▶ **ПРИМЕНИТЕ ПРОЧИТАННОЕ**
A) На каком слове, по мнению Кутыриной, остановился роман «Пути небесные» во фрагменте о творчестве Шмелева?
B) Выпишите без изменений часть фрагмента о творчестве Шмелева, начиная со слов «Подведем некоторые итоги» и заканчивая словами «влияния и Шмелев.».

▶ **ФРАГМЕНТ ДЛЯ ЧТЕНИЯ**
>>>

По мнению Кутыриной, «была воля Божия в том, чтобы роман “Пути небесные” остановился на слове, которое явилось завершающим его и исчерпывающим: Евангелие… Тут все»[68]. Как знать, может быть, Промысел, не раз спасавший Шмелева, уберег его и от создания книги, где проводником откровенно соловьевской философии стал бы святой старец Амвросий Оптинский.
Подведем некоторые итоги сказанному в этом разделе. Имея в виду будущее преображение героя, Шмелев силой, рычагом, двигателем на пути к Богу выбирает привлекательность Дариньки – душевную и телесную. Он откровенно излагает свою художественную установку: «Я только одно понял: надо обаяние, редкую силу, предельный шарм, непохожесть ни на кого – апофеоз женственного, как бы заменяющий Свет, ослепивший Савла. Чистота, душевная высота, недосягаемость». Действительно, для героя романа благодать Божия оказалась подменена, заменена, отодвинута Женственностью (герой «закрывает» Бога «самым близким своим – своей Дарьей»)[69]. Искусительная идея Вечной женственности оказала воздействие на творчество многих литераторов серебряного века, не избежал ее влияния и Шмелев.

<<<

▶ **ЛИСТИНГ**
>>>

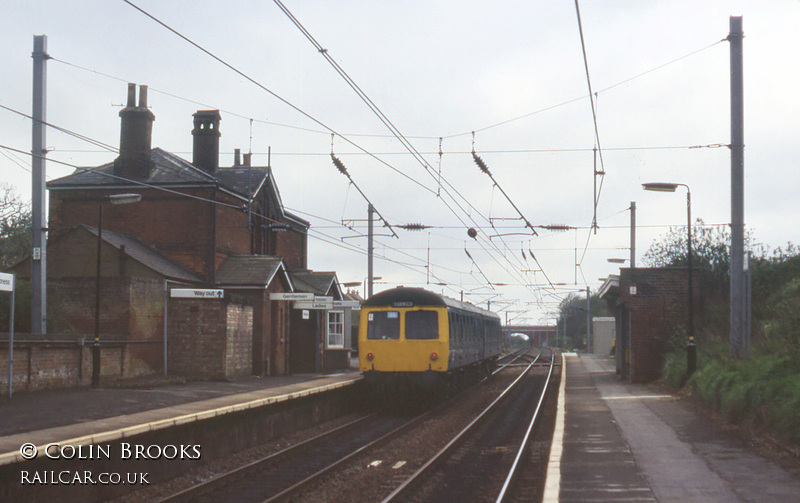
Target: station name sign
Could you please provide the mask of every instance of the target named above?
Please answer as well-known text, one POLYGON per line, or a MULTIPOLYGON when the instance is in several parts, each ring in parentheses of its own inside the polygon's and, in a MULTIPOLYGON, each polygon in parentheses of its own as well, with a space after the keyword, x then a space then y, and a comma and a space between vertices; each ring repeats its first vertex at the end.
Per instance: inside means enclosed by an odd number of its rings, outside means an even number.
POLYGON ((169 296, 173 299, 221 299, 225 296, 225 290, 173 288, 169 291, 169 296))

<<<
>>>

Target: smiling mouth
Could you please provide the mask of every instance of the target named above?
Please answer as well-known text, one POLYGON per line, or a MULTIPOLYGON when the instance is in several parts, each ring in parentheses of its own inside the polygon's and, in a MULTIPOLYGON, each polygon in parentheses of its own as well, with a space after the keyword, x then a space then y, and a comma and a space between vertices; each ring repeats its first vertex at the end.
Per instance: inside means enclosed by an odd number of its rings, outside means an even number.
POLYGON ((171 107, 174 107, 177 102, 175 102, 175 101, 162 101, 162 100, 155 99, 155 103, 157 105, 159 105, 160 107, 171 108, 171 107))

<<<
>>>

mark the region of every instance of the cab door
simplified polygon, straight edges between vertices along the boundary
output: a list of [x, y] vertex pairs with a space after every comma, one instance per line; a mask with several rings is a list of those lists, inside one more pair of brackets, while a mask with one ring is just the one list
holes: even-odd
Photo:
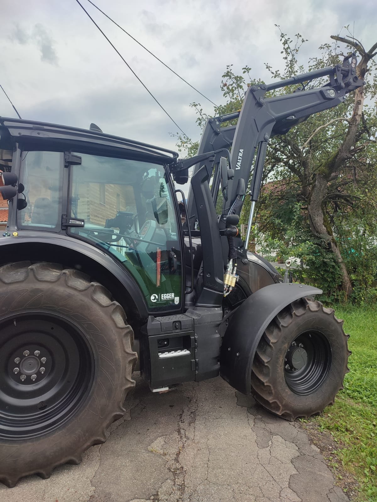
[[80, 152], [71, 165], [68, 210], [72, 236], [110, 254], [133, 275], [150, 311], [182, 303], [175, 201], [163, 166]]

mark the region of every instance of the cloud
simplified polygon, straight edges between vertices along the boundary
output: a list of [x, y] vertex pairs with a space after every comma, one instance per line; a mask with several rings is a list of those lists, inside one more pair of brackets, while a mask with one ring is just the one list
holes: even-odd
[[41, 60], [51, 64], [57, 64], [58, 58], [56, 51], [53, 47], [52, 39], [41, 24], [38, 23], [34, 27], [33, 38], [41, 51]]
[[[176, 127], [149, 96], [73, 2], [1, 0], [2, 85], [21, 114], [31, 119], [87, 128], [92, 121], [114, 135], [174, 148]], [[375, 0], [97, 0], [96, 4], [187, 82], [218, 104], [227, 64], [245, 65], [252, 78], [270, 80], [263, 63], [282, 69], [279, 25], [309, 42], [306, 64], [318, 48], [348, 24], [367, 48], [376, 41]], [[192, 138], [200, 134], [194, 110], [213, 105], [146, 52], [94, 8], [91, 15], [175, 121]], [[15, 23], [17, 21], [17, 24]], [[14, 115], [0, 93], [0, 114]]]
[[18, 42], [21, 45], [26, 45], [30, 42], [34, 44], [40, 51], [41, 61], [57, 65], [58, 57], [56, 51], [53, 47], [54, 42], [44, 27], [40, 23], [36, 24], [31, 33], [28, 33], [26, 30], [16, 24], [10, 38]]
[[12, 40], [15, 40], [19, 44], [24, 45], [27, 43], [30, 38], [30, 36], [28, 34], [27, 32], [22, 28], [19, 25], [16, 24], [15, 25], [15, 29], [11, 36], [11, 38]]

<<<

▶ **ОТВЕТЫ К ЗАДАНИЯМ**
A) На слове «Евангелие».

B)
Подведем некоторые итоги сказанному в этом разделе. Имея в виду будущее преображение героя, Шмелев силой, рычагом, двигателем на пути к Богу выбирает привлекательность Дариньки – душевную и телесную. Он откровенно излагает свою художественную установку: «Я только одно понял: надо обаяние, редкую силу, предельный шарм, непохожесть ни на кого – апофеоз женственного, как бы заменяющий Свет, ослепивший Савла. Чистота, душевная высота, недосягаемость». Действительно, для героя романа благодать Божия оказалась подменена, заменена, отодвинута Женственностью (герой «закрывает» Бога «самым близким своим – своей Дарьей»)[69]. Искусительная идея Вечной женственности оказала воздействие на творчество многих литераторов серебряного века, не избежал ее влияния и Шмелев.